RECORD SET.
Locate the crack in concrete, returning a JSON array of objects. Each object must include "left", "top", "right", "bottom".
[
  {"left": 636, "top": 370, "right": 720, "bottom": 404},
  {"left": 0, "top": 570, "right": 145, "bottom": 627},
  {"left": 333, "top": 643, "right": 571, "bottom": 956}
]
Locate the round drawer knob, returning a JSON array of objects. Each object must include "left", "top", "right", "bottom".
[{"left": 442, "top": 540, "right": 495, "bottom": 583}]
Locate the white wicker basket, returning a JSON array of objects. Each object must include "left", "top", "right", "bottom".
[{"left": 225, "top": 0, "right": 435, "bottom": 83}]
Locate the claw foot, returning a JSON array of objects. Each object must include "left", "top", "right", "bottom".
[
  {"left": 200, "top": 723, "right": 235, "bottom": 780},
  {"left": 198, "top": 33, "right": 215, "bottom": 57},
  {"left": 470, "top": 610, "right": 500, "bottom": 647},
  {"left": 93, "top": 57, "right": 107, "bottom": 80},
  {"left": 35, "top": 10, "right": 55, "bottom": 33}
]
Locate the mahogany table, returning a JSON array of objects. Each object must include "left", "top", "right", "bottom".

--

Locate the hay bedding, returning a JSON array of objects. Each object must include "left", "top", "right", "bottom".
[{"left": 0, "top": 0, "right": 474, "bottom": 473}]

DIRECTIONS FOR THIS TASK. List every line in the two blocks above that contains the string "JSON", and copy each such line in full.

RIGHT ANSWER.
Locate the crack in concrete, returning a JSON array of objects. Each object must include "left", "top", "right", "bottom".
Locate the round drawer knob, returning a JSON array of objects. Each object must include "left", "top", "right", "bottom".
Locate the white wicker basket, returning a JSON array of objects. Each object must include "left", "top", "right", "bottom".
Locate the claw foot, returning a JSON array of objects. Each object must include "left", "top", "right", "bottom".
Locate the mahogany table, returning a JSON array of objects. Each object must include "left", "top", "right", "bottom".
Locate the hay bedding, returning a JSON array of objects. Each object must include "left", "top", "right", "bottom".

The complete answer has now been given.